=== Quoted passage ===

Wednesday, October 22, 2008

In life, if you don't give head, you don't get head



After my breakup with Cancer, I was having a conversation with the Yardstick over one martini too many. He was leaving and I drank waaaay too much even for my standards. Imagine me slurring and me shifting precariously on the bar stool.


"Marriage should be like a business transaction. I mean look at my parents 13 years of marriage later, my dad goes off to marry a woman not much older than me. Fast forward another 12 years later, now he's telling me that he's tired of his new wife. And talking to me as if I'm his friend as if to get sympathy or validation. WTF. I should be the last person who should believe in love. There is no love. It's non-existent! There can only be lust and sex."


He listens obviously amused and asks me to tell him more about the business transaction.


"You see natural selection will not allow me to shag an ugly guy. Simply because I'm not ugly, I'm not drop dead gorgeous but I'm not ugly. You've got to be one of the best looking guys around in the bar and yet you're fixated on me."

=== Study material ===

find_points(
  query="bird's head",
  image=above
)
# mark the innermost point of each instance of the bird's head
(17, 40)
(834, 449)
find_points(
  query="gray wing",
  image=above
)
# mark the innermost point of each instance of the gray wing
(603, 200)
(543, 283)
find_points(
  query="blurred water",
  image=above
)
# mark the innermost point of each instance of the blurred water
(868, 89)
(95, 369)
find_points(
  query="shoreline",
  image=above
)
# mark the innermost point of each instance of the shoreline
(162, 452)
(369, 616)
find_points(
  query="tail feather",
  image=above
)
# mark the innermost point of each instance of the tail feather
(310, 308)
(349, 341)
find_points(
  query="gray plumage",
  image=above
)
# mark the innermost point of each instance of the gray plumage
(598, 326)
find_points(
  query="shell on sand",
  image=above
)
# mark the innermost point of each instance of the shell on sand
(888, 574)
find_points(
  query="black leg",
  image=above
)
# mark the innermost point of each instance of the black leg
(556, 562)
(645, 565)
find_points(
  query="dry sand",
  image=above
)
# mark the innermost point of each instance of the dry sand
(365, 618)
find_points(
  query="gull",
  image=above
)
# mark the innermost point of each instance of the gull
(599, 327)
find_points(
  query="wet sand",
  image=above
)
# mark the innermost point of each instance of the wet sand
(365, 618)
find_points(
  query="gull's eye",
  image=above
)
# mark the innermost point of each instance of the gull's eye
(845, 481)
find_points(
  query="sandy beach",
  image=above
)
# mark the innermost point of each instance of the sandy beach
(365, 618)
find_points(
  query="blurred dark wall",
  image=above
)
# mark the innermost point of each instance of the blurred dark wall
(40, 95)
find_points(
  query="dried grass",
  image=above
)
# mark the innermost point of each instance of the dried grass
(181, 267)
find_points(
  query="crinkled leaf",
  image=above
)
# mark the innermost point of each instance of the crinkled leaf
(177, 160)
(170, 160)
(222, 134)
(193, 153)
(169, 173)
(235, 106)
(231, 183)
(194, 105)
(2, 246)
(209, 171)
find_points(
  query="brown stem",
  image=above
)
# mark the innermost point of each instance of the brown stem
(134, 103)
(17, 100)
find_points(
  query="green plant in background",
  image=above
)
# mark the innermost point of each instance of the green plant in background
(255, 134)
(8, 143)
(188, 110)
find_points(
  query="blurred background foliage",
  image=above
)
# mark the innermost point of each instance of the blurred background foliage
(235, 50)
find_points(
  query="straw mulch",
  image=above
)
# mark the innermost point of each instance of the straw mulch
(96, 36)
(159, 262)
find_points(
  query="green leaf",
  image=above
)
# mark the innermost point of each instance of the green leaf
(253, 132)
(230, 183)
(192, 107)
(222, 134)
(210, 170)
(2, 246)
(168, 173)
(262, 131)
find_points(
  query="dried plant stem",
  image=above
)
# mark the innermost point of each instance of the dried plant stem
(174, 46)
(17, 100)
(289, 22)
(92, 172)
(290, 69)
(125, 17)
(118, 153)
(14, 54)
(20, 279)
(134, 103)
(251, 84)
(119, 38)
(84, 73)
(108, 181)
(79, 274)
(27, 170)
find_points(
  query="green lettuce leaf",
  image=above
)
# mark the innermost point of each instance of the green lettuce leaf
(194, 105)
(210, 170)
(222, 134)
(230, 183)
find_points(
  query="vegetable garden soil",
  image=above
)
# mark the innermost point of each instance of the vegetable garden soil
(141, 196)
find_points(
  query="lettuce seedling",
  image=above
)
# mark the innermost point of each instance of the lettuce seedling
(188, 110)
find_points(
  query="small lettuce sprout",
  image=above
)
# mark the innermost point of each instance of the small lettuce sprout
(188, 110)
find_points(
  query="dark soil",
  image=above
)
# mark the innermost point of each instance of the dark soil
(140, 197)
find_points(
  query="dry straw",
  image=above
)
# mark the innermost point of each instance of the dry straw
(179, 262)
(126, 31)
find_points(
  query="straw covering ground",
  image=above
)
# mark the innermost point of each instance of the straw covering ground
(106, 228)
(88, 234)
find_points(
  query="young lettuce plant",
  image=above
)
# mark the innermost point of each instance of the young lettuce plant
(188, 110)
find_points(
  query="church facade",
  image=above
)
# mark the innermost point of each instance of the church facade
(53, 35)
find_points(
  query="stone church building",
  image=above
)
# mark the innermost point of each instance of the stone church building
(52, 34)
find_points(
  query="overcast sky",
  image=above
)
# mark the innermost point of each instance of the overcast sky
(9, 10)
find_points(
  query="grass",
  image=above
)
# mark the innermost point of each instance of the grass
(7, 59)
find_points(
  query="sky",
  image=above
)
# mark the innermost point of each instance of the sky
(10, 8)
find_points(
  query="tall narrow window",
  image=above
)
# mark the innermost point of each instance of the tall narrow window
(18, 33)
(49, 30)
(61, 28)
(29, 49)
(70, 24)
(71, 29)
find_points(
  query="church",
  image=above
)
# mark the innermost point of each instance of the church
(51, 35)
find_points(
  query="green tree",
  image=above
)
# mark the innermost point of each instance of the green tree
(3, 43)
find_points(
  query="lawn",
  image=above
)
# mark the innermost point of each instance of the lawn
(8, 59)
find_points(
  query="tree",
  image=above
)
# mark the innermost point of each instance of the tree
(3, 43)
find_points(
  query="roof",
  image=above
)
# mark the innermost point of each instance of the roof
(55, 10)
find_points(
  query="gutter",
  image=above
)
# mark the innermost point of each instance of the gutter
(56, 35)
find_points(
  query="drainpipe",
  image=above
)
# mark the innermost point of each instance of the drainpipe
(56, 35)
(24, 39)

===

- **Directions**
[a] Do these statements agree with the blog post? Answer yes or no for each, and quote the words of the blog post that decide it.
(i) The narrator's father left after 13 years of marriage to marry a woman not much older than the narrator.
(ii) The Yardstick reacts to the narrator's speech with anger.
(iii) The narrator claims to be drop dead gorgeous.
[b] Pick up the blog post about the bar conversation after its last line and continue it in the same voice.

- **Written answers**
[a]
(i) Yes: "look at my parents 13 years of marriage later, my dad goes off to marry a woman not much older than me."
(ii) No: "He listens obviously amused and asks me to tell him more about the business transaction."
(iii) No: "I'm not drop dead gorgeous but I'm not ugly."

[b]
At this point he laughs, looks around, two well dressed chicks pass him and says, that's because you have the nicest tits here.


Image used for editorial purposes only.
"Well at least they're good for one thing," I answered in a deadpanned voice.

So I reckon if I could one day find me a man who supported my endeavors, have aesthetically average looks, have 2.5 kids, an apartment and provided food on the table, I might cave and settle as opposed to going into academia, getting published, writing a novel, writing a cook book. Becoming an alcoholic, doing drugs, dying young. 

If I really wanted to be an overachiever, I'll marry an Indian Eurasian, my kids will defo enter Ms Singapore Universe. Or Ms Tiffany if they're as fucked as I was.